> Reading passage:
··········

Does Jesus Want You to be Rich?


An incorrect belief in Jewish culture in Jesus’ time was the assumption that you aren’t blessed by God unless you’re materially blessed. We buy into this false belief today, too. If we go through any kind of financial struggle, we wonder if it’s because God isn’t happy with us. If we lose our job or our car breaks down or there’s an emergency medical procedure, we think we must be doing something wrong. But is this the correct view? Does Jesus want you to be rich?

Danger of Wealth

The Bible mentions many dangers of wealth and warns the rich of specific temptations that will come their way, including greed, hoarding, and straying from the faith (1 Tim. 6:6-10). Being rich isn’t necessarily a sign of God’s favor. In fact, wealth can lead to self-sufficiency, where you’re blind to your own sinfulness and need for God. This is what Jesus meant when he told his disciples, “it is easier for a camel to go through the eye of a needle than for a rich person to enter the kingdom of God” (Matthew 19.24).

Why is it so hard for the rich to be saved? Because the Gospel is only for those who see their own neediness, their own spiritual poverty. Only when you recognize your own sin and wretchedness can you receive his grace.[1]

What You Loves Drives Your Life

Another danger of being rich is that what you love determines the trajectory you’re currently on. In the Bible, it’s clear that Jesus is more interested in what you love than what you have. What you love drives your life, your routine, your relationships, your career.

Do you love money? If so, it’s driving the course of your life. The apostle John is clear with his words on this very topic: “Do not love the world or the things in the world. If anyone loves the world, the love of the Father is not in him” (1 John 2:15). If you’re rich, will you reach the end of your life with an overflowing bank account but an empty soul? Or will you have a full, joyful heart because you’ve given so much away and seen God provide for you again and again so that you were able to give even more? That’s the testimony I want to have.

Call to Generosity

Our desire to be rich is not from God. It’s from the world that is passing away (1 John 1:17). God isn’t impressed with what you’ve accomplished, how big your house is, or what car you drive. No, he’s more impressed when—out of your love for Christ—you let wealth pass through you for his glory, not store it up for your own comfort or even package it up as an inheritance for your children and grandchildren.

The world wants you to buy into the lie that being rich is all that matters. But God’s eye is on what’s eternal. It’s freeing to be so satisfied in him that you’re free from the lie that more is going to do it for you, more is going to be enough. It never is. How do you get to this place of contentment? Make Christ your true treasure, not wealth.

··········

[Referring expression pointing data]
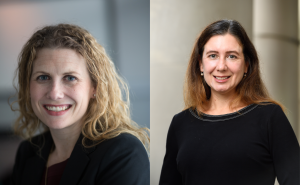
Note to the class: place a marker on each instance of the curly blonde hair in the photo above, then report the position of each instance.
(108, 113)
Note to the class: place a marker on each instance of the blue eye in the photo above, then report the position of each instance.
(43, 77)
(212, 56)
(70, 78)
(232, 56)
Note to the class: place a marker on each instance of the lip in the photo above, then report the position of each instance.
(222, 80)
(53, 113)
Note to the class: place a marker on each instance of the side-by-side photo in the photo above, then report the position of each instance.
(224, 92)
(75, 92)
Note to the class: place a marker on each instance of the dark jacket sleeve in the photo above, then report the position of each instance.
(169, 173)
(125, 162)
(22, 153)
(285, 149)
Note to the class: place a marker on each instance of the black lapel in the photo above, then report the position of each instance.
(35, 166)
(76, 164)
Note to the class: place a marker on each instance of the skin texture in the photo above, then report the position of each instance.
(223, 57)
(60, 77)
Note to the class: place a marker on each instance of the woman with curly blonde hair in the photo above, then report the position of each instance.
(69, 91)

··········

> Things to do:
a – Answer these questions about the article on wealth:
(i) Which Bible reference is given for the warning about greed, hoarding, and straying from the faith?
(ii) According to the article, the Gospel is only for whom?
(iii) What does the final paragraph say to make your true treasure?
b – Reproduce a passage of the article on wealth word for word, starting at the words "Another danger of" and ending after the words "relationships, your career.".
Answer from the article on wealth alone.

> Results of the exercise:
a –
(i) 1 Tim. 6:6-10
(ii) Those who see their own neediness, their own spiritual poverty
(iii) Christ, not wealth

b –
Another danger of being rich is that what you love determines the trajectory you’re currently on. In the Bible, it’s clear that Jesus is more interested in what you love than what you have. What you love drives your life, your routine, your relationships, your career.